» **SOURCE DOCUMENT**:
***

Opening Day will not be the same without one Bob “Rapid Robert” Feller, who passed away three months ago at the age of 92. But you gotta figure that his heavenly spirit will be floating somewhere over Progressive Field at game time. Feller was never one to miss an Opening Day in Cleveland.
One of the old righty's crowning achievements was pitching the only opening day no-hitter in Major League Baseball history. He was so proud of that feat, he hoped it would not be repeated by another pitcher in his lifetime -- a wish that the powers that be have granted him.
In his memory, we conjure up the drama of that cold, windy day in Chicago, almost 71 years ago. Here’s how it went down…
A Miserable Day for Baseball
On April 16, 1940 in old Comiskey Park, a sparse crowd of about 14,000 included Commissioner Kennesaw Mountain Landis, American League President Will Harridge, and Feller’s family visiting from Van Meter, Iowa: father Bill, mother Lena, sister Marguerite.
“Cold [35 to 40 degrees], windy and Norway-gray,” Feller once remembered. “The wind was blowing off the lake, coming in from centerfield. My arm was stiff.”
At 21 years of age, Feller had already won 55 games. He'd posted a 24-9 won-loss record the previous year with a league-leading 246 strikeouts. But his 1940 training camp performance left many fans wondering if he’d lost his stuff.
“I had pitched [the previous] Saturday,” Feller remembered. “I went five innings and gave up about 15 hits and 10 runs, getting ready to open the season. I had a bad spring; I never pitched well in the spring. All the writers were saying, ‘Bob doesn’t have it. He might have a bad year.’”
Feller admitted many times that the '40 opener wasn’t his best game. Struggling to maintain his curveball grip in Comiskey's icy chill, he had severe problems controlling that pitch during the first couple of innings.
The first sign of trouble came in the second inning when the White Sox loaded the bases. First, Tribe centerfielder Roy Weatherly, battling the vicious wind, dropped Taft Wright’s one-out fly ball. It could have been ruled a hit but was scored a two-base error. (Feller always conceded that he got the benefit of the doubt from Ed Burns of the Chicago Tribune, who was the official scorer.) With two out, Feller walked Mike Tresh and the opposing pitcher, Edgar Smith. But then he struck out Bob Kennedy to end the inning.
The first two innings took 48 minutes. Because things had gotten so dicey in that second inning, Tribe manager Oscar Vitt almost removed his star moundsman. “After that,” Feller noted, “I started pitching better.” By the third inning, he had pretty much abandoned the curve and was throwing his blazing fastball almost exclusively.
In the top of the fourth, the Indians scored a run on two of their six hits: a single by Feller’s roommate Jeff Heath through the left side of the infield, a fly-out by third baseman Ken Keltner, and a triple by catcher Rollie Hemsley that Chicago's rightfielder misplayed, allowing Heath to score.
Then Feller started to breeze. By the end of the eighth inning, he had retired 15 consecutive batters -- but more drama was in store.

***

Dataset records
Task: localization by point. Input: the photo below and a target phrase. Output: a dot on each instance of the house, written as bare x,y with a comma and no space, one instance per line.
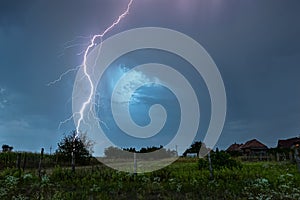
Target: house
191,155
234,149
288,143
254,148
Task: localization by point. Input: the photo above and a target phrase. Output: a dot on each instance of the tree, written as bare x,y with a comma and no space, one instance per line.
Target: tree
82,148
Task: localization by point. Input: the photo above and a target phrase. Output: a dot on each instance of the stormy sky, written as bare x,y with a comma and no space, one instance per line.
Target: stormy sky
255,45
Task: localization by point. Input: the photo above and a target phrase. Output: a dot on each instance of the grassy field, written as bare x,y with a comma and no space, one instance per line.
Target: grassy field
181,180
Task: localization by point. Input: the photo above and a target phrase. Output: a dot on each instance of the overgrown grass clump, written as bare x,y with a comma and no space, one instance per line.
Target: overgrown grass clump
181,180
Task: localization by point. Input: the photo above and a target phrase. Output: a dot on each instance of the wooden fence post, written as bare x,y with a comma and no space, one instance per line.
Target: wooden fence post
210,167
24,161
18,163
40,163
134,164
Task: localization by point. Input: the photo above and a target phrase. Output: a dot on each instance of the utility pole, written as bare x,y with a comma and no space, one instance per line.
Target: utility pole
50,150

***

» **YOUR GOAL**: List every White Sox player named in the article on Bob Feller's 1940 opening-day no-hitter.

» **ANSWER TO THIS EXERCISE**:
- Taft Wright
- Mike Tresh
- Edgar Smith
- Bob Kennedy